**Data**
*****

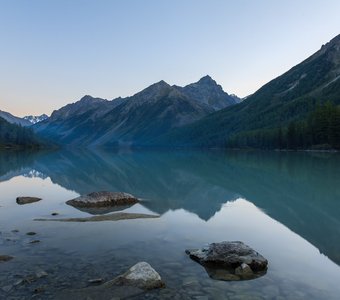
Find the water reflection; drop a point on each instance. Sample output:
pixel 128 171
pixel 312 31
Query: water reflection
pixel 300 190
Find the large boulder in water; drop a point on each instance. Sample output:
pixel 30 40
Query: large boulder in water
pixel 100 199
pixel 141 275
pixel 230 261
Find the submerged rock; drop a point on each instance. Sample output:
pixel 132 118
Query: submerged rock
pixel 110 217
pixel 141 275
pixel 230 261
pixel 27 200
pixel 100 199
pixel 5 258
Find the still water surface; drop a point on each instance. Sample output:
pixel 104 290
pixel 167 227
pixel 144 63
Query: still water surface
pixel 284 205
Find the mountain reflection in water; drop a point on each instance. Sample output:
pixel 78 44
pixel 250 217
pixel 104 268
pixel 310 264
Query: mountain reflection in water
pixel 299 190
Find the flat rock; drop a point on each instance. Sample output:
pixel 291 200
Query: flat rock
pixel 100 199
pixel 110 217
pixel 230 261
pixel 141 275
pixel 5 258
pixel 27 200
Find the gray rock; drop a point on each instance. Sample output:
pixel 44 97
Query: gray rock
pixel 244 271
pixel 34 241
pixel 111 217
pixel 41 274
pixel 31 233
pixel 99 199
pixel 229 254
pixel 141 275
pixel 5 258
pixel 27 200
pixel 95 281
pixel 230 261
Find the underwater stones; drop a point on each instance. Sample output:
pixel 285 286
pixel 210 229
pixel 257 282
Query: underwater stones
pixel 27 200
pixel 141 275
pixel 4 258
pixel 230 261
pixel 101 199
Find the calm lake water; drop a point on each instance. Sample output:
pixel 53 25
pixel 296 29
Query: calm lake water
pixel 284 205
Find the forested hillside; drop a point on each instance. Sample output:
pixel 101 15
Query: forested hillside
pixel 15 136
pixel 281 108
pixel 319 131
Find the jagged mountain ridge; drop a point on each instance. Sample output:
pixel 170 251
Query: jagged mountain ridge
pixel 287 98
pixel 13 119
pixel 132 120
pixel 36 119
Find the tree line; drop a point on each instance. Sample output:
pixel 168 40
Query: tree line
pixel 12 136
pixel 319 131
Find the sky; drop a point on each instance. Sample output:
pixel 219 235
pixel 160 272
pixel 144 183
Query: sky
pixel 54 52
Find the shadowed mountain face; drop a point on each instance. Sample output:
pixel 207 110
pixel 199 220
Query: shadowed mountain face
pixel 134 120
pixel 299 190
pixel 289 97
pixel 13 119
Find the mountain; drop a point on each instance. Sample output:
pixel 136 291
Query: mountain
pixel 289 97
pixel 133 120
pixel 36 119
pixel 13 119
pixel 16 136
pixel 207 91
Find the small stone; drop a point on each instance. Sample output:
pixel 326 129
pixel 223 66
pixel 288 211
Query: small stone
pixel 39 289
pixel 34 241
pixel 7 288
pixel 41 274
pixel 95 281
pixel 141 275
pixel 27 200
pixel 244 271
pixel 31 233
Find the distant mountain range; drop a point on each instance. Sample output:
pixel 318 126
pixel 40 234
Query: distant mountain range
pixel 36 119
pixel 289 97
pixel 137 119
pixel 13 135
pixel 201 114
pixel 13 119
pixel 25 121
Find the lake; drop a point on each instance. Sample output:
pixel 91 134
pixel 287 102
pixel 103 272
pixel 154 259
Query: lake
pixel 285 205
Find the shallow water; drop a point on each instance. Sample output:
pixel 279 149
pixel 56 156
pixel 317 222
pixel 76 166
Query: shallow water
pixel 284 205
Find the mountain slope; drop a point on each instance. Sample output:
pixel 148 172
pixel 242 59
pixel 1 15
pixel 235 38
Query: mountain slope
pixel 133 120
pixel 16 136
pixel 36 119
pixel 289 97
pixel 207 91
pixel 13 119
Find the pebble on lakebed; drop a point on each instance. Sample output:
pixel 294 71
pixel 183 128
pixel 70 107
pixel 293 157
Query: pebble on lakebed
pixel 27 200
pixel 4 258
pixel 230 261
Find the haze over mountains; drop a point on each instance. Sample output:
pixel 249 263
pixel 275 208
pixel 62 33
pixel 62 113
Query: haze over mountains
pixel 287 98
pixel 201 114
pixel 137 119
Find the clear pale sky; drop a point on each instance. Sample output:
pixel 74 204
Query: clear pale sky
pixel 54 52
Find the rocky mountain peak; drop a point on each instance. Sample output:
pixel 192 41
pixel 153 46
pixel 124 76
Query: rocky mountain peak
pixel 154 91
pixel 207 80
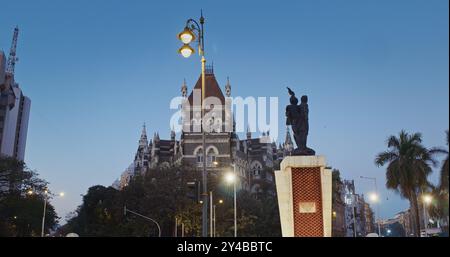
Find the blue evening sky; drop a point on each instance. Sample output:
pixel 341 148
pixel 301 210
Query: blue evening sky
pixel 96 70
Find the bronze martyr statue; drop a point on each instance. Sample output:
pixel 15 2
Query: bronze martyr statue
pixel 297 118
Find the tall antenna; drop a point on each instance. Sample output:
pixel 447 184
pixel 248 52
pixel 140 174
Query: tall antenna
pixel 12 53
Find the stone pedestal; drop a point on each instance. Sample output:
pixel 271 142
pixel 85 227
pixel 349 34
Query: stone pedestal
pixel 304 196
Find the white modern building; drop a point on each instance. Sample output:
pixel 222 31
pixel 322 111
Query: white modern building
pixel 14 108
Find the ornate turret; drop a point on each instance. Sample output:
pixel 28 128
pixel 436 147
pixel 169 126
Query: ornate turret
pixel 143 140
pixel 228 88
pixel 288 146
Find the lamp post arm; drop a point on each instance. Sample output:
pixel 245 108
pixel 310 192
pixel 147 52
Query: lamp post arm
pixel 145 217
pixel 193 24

*****

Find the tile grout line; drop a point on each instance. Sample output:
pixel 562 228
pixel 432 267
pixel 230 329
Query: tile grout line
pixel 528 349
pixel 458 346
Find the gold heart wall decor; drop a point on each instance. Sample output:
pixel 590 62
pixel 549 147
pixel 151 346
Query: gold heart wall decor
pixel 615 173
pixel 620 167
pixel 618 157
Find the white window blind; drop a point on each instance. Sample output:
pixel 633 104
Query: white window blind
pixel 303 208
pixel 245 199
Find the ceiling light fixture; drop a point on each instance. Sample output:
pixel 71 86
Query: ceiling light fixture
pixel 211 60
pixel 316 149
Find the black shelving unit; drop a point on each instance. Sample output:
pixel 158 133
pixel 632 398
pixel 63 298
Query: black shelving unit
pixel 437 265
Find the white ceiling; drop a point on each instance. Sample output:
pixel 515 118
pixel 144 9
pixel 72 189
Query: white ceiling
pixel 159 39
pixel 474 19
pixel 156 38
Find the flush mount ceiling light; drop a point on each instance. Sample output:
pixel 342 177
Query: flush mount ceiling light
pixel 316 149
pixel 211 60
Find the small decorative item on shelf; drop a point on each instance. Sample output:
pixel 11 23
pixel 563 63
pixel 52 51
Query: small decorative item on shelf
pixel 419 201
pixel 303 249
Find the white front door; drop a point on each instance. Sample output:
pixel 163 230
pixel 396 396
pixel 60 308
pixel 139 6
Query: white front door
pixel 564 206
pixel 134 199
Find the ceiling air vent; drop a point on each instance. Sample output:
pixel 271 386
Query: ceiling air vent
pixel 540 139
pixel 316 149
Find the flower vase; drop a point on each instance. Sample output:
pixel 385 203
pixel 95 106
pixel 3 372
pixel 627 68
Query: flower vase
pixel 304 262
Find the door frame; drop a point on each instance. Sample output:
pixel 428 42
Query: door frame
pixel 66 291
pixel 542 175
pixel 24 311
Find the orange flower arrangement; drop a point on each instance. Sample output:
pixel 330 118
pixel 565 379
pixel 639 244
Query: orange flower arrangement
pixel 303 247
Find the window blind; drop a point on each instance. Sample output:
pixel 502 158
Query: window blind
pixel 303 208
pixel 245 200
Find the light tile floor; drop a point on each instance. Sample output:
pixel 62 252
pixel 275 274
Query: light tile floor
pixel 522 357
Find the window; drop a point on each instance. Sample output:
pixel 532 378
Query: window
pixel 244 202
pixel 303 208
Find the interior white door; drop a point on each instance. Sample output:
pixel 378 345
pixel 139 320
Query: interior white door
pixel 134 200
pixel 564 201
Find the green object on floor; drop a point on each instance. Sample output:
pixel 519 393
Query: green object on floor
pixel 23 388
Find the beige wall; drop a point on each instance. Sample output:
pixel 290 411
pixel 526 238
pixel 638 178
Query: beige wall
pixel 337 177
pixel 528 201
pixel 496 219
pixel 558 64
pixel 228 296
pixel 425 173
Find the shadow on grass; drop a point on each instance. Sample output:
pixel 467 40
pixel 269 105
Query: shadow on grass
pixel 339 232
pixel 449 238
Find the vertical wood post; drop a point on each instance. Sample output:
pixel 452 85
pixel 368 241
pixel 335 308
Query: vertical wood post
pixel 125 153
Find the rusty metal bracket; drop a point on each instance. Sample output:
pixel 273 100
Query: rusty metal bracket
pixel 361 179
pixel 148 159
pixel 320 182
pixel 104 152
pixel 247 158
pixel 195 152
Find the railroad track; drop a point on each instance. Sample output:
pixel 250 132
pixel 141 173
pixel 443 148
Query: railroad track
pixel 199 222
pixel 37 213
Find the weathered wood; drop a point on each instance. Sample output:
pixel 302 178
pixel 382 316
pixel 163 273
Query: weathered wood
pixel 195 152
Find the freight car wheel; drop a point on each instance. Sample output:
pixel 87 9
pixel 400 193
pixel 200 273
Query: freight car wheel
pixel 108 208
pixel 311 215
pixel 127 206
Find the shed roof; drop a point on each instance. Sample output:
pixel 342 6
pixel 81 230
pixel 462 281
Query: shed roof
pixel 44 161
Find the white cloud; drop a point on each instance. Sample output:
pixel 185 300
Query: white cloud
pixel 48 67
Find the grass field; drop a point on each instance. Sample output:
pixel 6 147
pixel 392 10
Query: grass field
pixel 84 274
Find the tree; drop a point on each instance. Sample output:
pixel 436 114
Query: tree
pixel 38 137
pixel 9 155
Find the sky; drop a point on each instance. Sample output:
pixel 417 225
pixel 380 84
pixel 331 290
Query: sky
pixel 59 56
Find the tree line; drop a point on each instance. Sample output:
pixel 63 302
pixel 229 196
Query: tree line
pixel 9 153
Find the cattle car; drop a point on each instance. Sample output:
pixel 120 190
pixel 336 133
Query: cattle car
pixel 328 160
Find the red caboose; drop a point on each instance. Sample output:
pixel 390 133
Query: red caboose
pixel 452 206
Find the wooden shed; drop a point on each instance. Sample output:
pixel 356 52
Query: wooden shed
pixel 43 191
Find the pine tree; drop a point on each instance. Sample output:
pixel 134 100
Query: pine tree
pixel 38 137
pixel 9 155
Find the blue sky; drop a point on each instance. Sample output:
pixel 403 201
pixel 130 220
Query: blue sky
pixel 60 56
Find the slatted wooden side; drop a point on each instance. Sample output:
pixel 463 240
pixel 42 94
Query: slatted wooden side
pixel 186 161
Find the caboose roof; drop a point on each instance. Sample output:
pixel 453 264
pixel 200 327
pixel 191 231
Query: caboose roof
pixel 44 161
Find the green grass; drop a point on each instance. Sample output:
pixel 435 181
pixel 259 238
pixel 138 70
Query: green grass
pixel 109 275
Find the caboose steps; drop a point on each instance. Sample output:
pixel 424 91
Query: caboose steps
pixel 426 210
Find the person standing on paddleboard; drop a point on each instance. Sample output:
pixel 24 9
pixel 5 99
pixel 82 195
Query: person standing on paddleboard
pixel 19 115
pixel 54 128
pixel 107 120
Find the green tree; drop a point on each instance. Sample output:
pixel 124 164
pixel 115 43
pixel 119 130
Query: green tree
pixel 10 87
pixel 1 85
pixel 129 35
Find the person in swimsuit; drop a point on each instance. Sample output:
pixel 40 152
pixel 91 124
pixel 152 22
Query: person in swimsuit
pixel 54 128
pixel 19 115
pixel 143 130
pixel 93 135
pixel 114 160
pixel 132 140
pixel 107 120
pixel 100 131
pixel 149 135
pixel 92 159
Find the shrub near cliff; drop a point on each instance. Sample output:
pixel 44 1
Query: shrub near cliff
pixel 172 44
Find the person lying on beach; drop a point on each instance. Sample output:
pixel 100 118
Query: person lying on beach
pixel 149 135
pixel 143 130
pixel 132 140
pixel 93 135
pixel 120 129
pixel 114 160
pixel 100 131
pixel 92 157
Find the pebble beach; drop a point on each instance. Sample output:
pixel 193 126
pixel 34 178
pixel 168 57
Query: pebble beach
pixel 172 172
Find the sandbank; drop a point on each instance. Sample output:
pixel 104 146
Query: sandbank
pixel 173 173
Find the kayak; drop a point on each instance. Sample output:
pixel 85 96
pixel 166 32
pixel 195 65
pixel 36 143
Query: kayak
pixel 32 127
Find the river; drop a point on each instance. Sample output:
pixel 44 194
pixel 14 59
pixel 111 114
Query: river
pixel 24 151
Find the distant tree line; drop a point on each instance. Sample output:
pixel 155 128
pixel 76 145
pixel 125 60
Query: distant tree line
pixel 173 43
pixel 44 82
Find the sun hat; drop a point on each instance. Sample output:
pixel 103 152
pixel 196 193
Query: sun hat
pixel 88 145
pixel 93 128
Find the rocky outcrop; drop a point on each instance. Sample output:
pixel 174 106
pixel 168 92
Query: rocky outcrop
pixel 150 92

*****

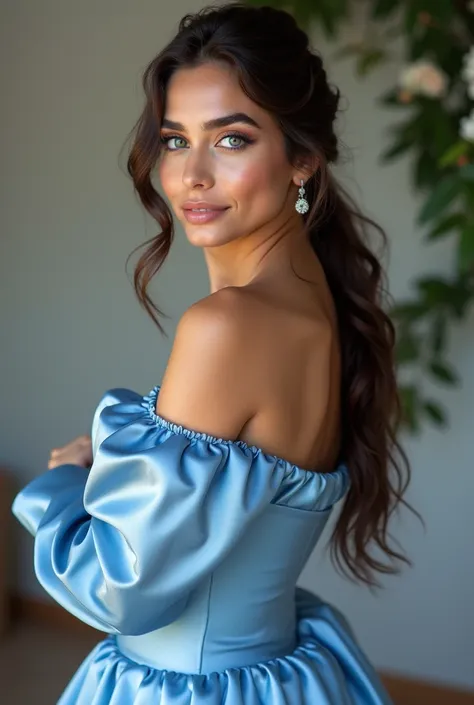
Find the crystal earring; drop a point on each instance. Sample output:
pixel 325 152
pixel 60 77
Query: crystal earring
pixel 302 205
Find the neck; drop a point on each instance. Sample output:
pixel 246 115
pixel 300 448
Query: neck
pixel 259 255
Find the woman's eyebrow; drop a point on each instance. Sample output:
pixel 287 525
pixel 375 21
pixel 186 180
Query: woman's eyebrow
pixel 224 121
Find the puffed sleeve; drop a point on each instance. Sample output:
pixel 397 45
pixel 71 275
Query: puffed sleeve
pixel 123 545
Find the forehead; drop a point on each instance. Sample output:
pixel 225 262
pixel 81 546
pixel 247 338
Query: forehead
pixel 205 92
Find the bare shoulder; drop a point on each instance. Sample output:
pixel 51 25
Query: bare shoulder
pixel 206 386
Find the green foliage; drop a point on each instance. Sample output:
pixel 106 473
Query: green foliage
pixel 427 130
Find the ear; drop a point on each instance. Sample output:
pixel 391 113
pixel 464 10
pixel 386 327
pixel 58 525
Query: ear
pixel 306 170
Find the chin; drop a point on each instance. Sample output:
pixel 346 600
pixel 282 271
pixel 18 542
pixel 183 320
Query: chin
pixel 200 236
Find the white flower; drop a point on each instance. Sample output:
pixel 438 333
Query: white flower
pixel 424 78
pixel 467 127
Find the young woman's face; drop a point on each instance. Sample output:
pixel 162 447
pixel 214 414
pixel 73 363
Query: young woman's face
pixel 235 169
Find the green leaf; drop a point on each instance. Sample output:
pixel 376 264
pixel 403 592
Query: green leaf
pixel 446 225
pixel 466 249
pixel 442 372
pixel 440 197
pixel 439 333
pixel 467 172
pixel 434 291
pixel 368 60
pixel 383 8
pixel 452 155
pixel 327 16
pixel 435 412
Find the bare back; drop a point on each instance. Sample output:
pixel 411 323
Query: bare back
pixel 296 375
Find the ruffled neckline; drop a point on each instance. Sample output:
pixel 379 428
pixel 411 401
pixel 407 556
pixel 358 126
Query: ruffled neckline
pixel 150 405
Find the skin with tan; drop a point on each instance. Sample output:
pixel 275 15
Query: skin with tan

*****

**Task details**
Copy out the lines of the records without changes, starting at the line that contains "Find the lamp" and stopping after the line that contains "pixel 193 24".

**Solution for this task**
Find the lamp post arm; drop a point on each instance. Sample output:
pixel 245 108
pixel 310 192
pixel 147 52
Query: lamp post arm
pixel 145 217
pixel 193 24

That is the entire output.